+++ Provided material
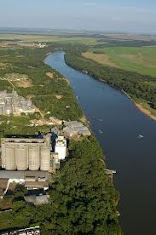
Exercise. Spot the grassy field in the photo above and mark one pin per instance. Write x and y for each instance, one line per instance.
(47, 38)
(138, 59)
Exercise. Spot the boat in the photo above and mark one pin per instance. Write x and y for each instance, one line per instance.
(100, 120)
(100, 132)
(140, 136)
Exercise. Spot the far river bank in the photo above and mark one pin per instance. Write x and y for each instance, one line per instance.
(117, 123)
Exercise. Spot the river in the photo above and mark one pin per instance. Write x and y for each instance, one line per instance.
(117, 123)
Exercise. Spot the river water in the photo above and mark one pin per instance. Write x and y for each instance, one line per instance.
(116, 123)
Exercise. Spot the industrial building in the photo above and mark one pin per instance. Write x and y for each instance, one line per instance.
(75, 128)
(30, 160)
(26, 153)
(11, 103)
(61, 147)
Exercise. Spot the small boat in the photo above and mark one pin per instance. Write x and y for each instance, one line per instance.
(100, 132)
(140, 136)
(100, 120)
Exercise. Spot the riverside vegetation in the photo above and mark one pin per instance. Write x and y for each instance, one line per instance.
(83, 198)
(141, 88)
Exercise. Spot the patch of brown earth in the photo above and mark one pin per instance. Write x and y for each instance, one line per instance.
(50, 75)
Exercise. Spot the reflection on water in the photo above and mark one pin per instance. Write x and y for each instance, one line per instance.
(117, 123)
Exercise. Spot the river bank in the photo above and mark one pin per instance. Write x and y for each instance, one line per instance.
(88, 66)
(120, 123)
(140, 106)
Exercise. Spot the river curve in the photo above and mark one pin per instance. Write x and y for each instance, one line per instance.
(117, 124)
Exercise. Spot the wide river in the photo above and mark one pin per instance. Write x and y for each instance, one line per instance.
(117, 123)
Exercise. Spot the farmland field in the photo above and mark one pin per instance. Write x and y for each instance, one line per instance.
(47, 38)
(138, 59)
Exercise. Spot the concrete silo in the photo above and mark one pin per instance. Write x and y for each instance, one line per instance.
(34, 158)
(22, 157)
(10, 162)
(45, 158)
(61, 147)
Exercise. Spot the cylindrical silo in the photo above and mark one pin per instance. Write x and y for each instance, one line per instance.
(22, 157)
(10, 163)
(34, 158)
(45, 159)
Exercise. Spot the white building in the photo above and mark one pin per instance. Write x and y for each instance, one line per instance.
(61, 147)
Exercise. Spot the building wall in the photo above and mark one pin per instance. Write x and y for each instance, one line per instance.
(26, 154)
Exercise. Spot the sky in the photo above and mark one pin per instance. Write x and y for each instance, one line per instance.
(134, 16)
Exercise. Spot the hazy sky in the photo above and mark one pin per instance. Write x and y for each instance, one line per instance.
(108, 15)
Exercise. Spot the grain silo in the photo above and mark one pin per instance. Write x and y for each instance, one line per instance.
(22, 157)
(45, 159)
(34, 158)
(10, 163)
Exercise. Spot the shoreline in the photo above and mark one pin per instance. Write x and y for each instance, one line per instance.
(145, 111)
(140, 107)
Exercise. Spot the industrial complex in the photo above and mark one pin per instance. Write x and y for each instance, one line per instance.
(11, 103)
(31, 160)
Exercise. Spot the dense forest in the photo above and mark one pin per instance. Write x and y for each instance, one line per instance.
(136, 85)
(83, 198)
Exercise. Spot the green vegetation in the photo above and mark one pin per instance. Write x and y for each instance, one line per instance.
(43, 90)
(138, 59)
(83, 198)
(136, 85)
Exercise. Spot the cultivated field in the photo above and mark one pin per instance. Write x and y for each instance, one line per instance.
(139, 59)
(47, 38)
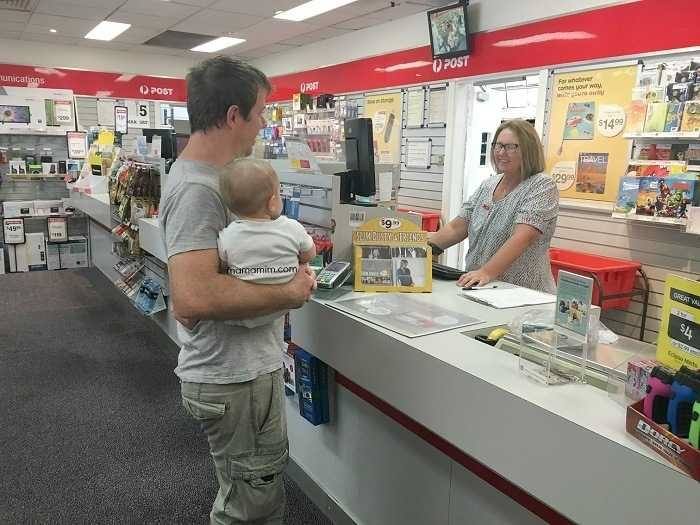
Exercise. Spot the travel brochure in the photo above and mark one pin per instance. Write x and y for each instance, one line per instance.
(574, 294)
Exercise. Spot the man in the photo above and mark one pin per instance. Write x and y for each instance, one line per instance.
(231, 376)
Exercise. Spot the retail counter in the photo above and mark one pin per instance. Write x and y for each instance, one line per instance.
(444, 430)
(564, 445)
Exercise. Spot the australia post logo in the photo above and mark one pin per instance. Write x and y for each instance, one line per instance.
(445, 64)
(153, 90)
(305, 87)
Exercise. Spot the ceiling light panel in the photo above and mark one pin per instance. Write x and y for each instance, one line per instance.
(107, 30)
(312, 9)
(218, 44)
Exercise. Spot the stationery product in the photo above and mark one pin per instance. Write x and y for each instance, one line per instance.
(673, 116)
(627, 195)
(691, 117)
(636, 113)
(656, 117)
(658, 394)
(685, 391)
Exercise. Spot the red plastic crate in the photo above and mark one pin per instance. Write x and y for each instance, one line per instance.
(615, 275)
(430, 221)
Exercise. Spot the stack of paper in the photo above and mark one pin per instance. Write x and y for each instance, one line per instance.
(508, 297)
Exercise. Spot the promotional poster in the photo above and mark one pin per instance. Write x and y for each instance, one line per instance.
(586, 151)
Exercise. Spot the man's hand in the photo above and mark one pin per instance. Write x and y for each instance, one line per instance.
(301, 286)
(474, 278)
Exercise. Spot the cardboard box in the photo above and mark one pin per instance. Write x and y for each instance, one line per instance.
(74, 253)
(676, 450)
(51, 207)
(11, 209)
(35, 246)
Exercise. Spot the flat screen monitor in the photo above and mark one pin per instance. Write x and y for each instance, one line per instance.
(359, 157)
(168, 142)
(449, 30)
(14, 114)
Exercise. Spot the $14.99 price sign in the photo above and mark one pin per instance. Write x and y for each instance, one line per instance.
(611, 120)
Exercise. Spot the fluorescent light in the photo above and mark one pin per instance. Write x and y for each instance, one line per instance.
(311, 9)
(218, 44)
(107, 30)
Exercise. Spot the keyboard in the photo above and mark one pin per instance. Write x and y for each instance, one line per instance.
(446, 273)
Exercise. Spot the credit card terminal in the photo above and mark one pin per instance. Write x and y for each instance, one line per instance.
(333, 275)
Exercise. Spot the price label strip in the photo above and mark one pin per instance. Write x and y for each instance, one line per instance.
(683, 330)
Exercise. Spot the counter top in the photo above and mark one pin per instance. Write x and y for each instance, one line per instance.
(566, 445)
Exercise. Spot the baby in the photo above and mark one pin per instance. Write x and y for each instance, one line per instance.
(260, 245)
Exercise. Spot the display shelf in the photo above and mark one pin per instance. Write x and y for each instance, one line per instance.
(150, 238)
(96, 206)
(668, 135)
(635, 162)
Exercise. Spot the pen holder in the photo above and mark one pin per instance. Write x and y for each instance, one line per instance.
(551, 357)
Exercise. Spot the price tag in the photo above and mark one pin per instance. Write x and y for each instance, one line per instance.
(63, 112)
(684, 330)
(564, 174)
(14, 231)
(390, 223)
(58, 229)
(139, 113)
(77, 144)
(121, 117)
(611, 120)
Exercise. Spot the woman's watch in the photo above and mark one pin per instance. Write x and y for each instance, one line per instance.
(436, 249)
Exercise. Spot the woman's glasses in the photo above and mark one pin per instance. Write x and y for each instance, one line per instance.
(510, 148)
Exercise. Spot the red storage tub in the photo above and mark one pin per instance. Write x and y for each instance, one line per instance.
(615, 275)
(430, 221)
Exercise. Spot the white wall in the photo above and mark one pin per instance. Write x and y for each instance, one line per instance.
(95, 59)
(412, 31)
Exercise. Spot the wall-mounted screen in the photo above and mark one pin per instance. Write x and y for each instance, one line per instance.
(449, 30)
(14, 114)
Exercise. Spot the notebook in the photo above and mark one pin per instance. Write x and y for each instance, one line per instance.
(509, 297)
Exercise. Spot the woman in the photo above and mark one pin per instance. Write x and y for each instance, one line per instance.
(510, 218)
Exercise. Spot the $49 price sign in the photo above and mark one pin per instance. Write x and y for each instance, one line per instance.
(611, 120)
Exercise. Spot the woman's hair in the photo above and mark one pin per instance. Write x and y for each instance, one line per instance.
(531, 150)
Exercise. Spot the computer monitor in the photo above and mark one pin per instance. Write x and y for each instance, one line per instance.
(168, 142)
(449, 30)
(359, 158)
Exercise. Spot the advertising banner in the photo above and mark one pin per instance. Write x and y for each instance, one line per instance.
(385, 112)
(586, 151)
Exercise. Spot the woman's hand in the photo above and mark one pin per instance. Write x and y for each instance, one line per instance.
(475, 278)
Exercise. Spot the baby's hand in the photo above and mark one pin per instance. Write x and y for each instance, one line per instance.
(187, 323)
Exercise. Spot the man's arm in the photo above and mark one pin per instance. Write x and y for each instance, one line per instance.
(199, 291)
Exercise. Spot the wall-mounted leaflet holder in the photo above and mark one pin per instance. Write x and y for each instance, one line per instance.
(121, 119)
(437, 107)
(418, 153)
(415, 105)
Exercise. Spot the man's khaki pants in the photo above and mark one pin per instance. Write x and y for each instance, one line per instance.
(246, 427)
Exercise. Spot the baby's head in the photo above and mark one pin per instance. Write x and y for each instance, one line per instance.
(250, 188)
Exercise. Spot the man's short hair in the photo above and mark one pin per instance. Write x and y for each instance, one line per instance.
(247, 184)
(218, 83)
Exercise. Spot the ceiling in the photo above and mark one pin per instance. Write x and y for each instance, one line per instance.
(252, 20)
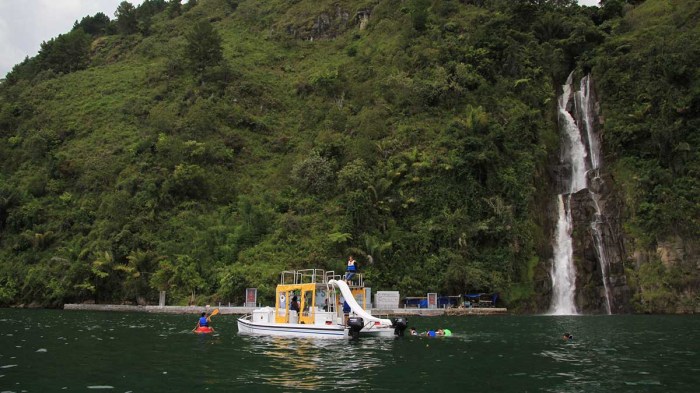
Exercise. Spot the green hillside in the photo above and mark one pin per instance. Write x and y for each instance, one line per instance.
(202, 148)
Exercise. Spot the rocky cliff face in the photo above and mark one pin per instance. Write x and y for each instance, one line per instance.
(591, 281)
(596, 244)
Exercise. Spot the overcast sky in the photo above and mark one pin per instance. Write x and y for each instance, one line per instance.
(25, 24)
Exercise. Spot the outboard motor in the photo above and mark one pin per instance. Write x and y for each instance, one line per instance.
(399, 324)
(356, 324)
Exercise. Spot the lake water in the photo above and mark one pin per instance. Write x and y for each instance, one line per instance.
(57, 351)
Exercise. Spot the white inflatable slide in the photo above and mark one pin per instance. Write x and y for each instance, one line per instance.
(356, 308)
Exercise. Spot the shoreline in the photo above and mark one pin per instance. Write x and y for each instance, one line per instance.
(232, 310)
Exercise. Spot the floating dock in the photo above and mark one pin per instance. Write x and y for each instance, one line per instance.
(232, 310)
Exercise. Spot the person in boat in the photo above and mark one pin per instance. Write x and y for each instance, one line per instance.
(203, 321)
(295, 305)
(352, 268)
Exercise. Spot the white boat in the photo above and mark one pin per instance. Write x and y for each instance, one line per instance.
(323, 312)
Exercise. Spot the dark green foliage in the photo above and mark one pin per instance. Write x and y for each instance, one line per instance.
(203, 47)
(222, 145)
(127, 20)
(94, 25)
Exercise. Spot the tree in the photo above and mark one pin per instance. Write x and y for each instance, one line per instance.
(203, 47)
(66, 53)
(127, 22)
(93, 25)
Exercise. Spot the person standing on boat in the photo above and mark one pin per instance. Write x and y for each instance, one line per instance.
(203, 320)
(352, 268)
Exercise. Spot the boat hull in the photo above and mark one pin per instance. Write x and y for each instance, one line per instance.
(246, 326)
(203, 330)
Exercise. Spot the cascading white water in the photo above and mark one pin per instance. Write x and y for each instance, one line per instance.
(573, 153)
(573, 149)
(563, 272)
(579, 157)
(597, 230)
(583, 100)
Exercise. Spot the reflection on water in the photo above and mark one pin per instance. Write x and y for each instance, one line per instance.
(316, 364)
(50, 350)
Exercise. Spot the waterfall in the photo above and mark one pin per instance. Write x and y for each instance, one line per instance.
(563, 271)
(580, 156)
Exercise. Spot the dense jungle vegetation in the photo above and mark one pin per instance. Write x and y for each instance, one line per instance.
(201, 148)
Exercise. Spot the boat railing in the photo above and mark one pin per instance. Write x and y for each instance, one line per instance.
(310, 276)
(288, 277)
(330, 275)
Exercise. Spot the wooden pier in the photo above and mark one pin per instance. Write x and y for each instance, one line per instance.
(232, 310)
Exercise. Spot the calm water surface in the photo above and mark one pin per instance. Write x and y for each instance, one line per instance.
(58, 351)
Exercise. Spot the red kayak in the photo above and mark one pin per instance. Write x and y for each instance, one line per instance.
(203, 330)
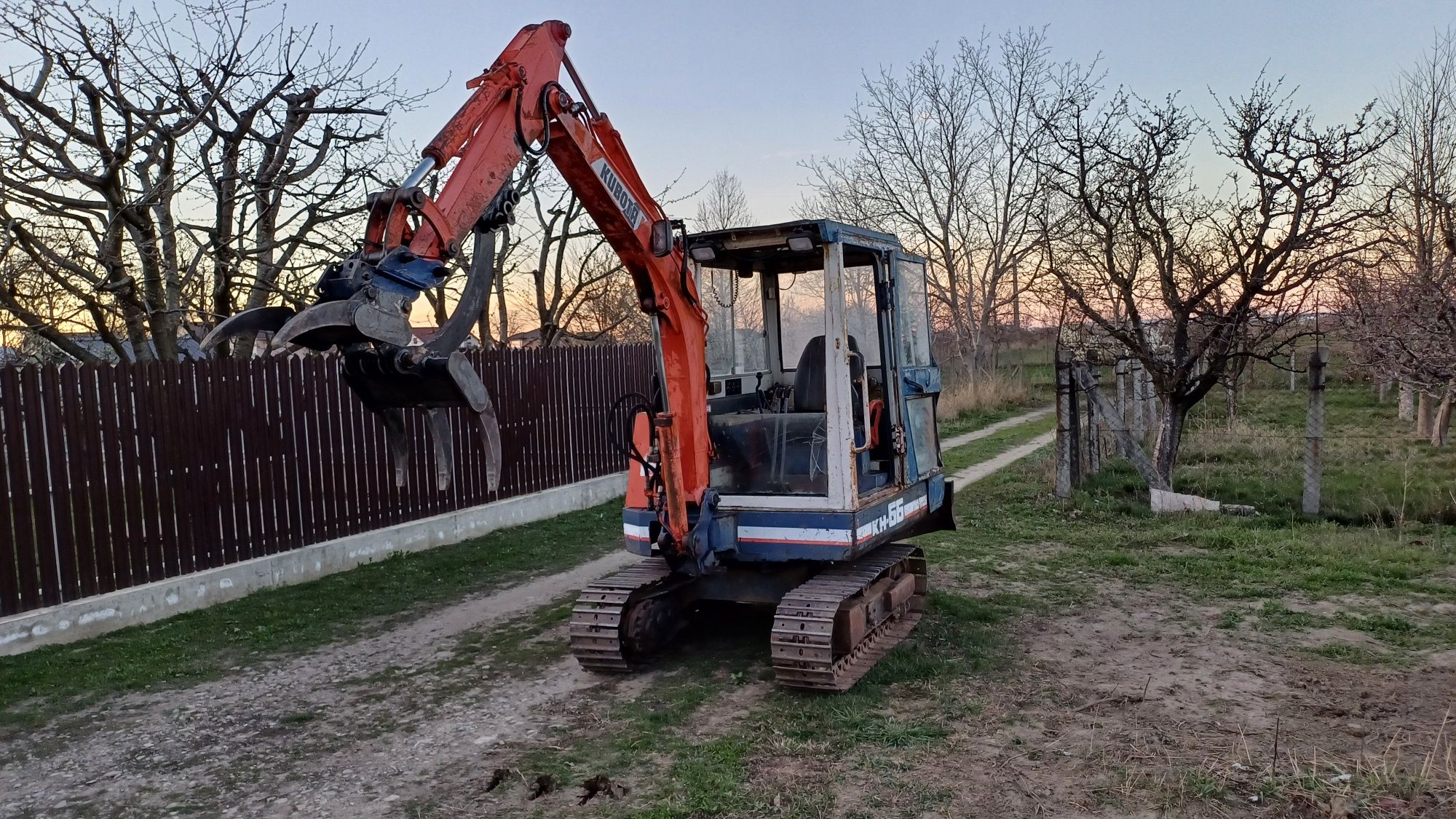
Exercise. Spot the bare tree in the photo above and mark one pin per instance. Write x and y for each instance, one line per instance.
(723, 205)
(162, 171)
(1192, 283)
(944, 155)
(1401, 309)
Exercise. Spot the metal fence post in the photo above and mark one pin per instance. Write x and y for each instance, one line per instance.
(1065, 420)
(1315, 430)
(1094, 427)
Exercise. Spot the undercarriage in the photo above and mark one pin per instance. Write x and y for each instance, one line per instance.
(832, 621)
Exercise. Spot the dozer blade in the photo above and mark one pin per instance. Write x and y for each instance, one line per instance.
(257, 320)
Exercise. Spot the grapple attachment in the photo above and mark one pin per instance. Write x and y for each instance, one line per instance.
(392, 379)
(363, 311)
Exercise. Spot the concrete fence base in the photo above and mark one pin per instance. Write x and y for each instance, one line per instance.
(165, 598)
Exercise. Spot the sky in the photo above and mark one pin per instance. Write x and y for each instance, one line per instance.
(759, 87)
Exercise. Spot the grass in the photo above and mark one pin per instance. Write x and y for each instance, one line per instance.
(1375, 470)
(994, 445)
(205, 644)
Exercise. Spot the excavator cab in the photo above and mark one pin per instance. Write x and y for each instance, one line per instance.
(822, 395)
(822, 388)
(790, 439)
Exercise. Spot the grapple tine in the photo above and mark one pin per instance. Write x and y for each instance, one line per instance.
(398, 442)
(491, 440)
(256, 320)
(443, 439)
(320, 327)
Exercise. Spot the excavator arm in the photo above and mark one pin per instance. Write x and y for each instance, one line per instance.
(518, 110)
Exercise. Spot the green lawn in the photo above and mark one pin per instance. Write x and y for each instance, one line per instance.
(205, 644)
(1377, 471)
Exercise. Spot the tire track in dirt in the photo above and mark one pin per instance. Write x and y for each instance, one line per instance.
(339, 730)
(355, 729)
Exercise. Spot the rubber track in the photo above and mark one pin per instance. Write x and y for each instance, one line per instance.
(596, 621)
(804, 622)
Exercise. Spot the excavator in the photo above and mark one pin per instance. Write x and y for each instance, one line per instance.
(788, 442)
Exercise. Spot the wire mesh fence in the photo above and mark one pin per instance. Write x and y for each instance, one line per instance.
(1339, 448)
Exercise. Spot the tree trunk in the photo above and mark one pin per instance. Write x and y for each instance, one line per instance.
(1444, 420)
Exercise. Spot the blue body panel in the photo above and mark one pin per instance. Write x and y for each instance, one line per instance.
(771, 535)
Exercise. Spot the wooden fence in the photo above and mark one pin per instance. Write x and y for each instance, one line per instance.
(114, 477)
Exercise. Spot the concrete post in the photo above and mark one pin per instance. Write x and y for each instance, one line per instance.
(1444, 420)
(1425, 413)
(1315, 430)
(1120, 372)
(1094, 429)
(1139, 400)
(1065, 422)
(1152, 405)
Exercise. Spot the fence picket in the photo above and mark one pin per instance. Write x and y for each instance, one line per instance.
(119, 475)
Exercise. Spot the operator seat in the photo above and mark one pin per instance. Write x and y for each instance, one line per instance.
(809, 376)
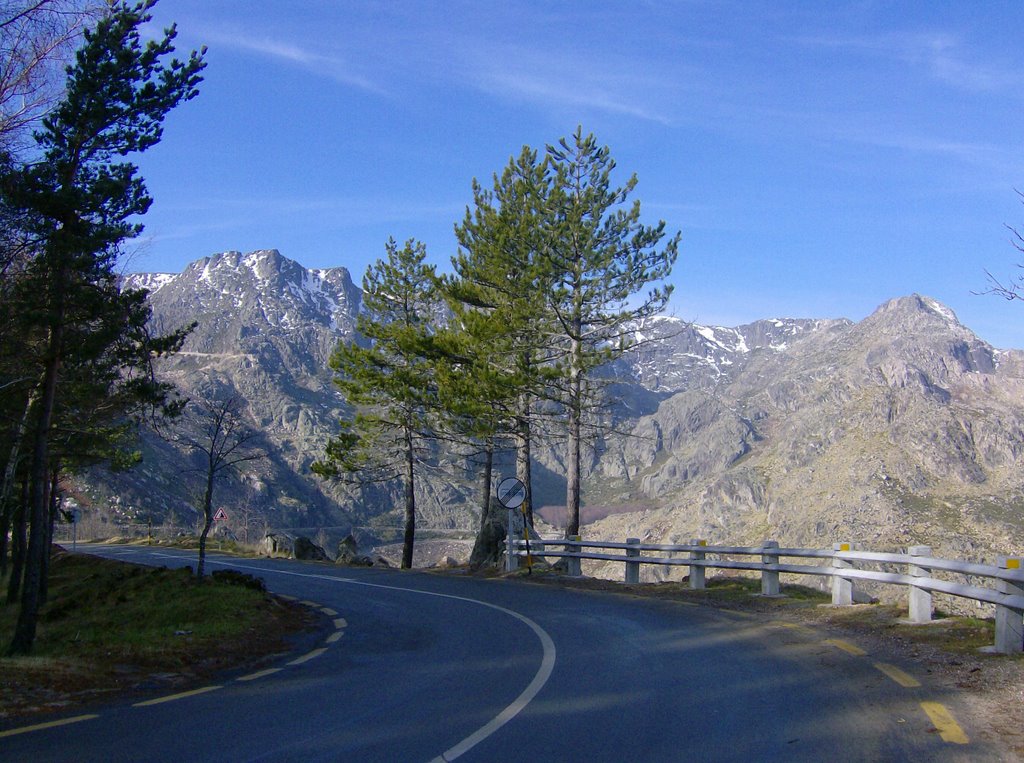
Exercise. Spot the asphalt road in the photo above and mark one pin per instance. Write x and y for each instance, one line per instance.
(428, 668)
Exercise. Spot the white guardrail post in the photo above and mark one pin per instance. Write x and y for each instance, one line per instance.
(572, 562)
(920, 604)
(697, 573)
(633, 567)
(842, 587)
(1009, 621)
(769, 578)
(511, 560)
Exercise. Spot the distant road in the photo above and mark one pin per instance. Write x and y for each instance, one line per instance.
(422, 668)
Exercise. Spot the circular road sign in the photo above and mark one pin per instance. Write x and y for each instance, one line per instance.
(511, 493)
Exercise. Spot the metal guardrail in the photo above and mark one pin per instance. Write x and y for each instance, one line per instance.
(1008, 576)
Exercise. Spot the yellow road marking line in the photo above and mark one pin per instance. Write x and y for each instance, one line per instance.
(260, 674)
(845, 646)
(744, 616)
(172, 697)
(943, 720)
(308, 656)
(49, 724)
(903, 679)
(791, 626)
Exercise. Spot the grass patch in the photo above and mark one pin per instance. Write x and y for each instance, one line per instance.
(110, 626)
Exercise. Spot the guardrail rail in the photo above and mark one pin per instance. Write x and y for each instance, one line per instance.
(1007, 593)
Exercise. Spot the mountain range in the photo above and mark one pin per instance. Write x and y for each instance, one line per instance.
(903, 428)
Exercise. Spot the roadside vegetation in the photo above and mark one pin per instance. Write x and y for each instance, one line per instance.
(111, 628)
++++++
◆ **Problem details**: Please reproduce the records word for word, from the line containing "Exercise. Spot the tree in" through the line containing "(1094, 427)", and leave out any pictures.

◆ **Task result**:
Exercise. Spot the tree in the photo above and mark one pin per instance. Write x and y for each instance, one line per instance.
(203, 47)
(66, 53)
(127, 22)
(93, 25)
Exercise. Spot the person standing on boat in the photo above and mark one pin per instance. Write x and y for each instance, one line per instance.
(203, 320)
(352, 268)
Exercise. Spot the boat hull in the photo above and mark one pin per instance. Write x and y for each instance, one line per instance.
(246, 326)
(203, 330)
Exercise. Spot the cascading white water in the photo above and mark one pin per instance. Write x and y for each instance, one line per instance.
(573, 153)
(573, 149)
(563, 272)
(579, 157)
(597, 230)
(583, 100)
Exercise. Spot the reflection on water in the photo above and mark one pin per instance. Write x and y for each instance, one line per instance.
(316, 364)
(50, 350)
Exercise. Spot the waterfall in the photo above and mark one pin per instance. Write x and y for each instance, one line per instance.
(563, 271)
(580, 156)
Exercise. Spot the dense jungle vegetation in the photo above and mark one pin per instance. Write x and y for each instance, one line per instance.
(201, 148)
Exercise. Spot the boat railing in the photo above and mark one pin per instance. Write x and y for each instance, one line per instance.
(310, 276)
(288, 277)
(330, 275)
Exercise. Spot the wooden pier in the photo above and mark one pin per instance. Write x and y for each instance, one line per instance.
(232, 310)
Exercise. Spot the calm water surface in the photo above and mark one pin per instance. Write x and y for each instance, one line per instance.
(58, 351)
Exercise. Spot the red kayak in the photo above and mark one pin per instance. Write x and y for each instance, one line per instance.
(203, 330)
Exercise. Spot the bare tree in the photo above and mark one pin per instance. Write x and y for each instance, one line per instance.
(723, 205)
(162, 171)
(1192, 283)
(944, 155)
(1401, 309)
Exercise. Spot the metal fence post in the photo above and mark one pin per instance. Write x and y for each instance, one line per instance.
(1065, 420)
(1315, 430)
(1094, 427)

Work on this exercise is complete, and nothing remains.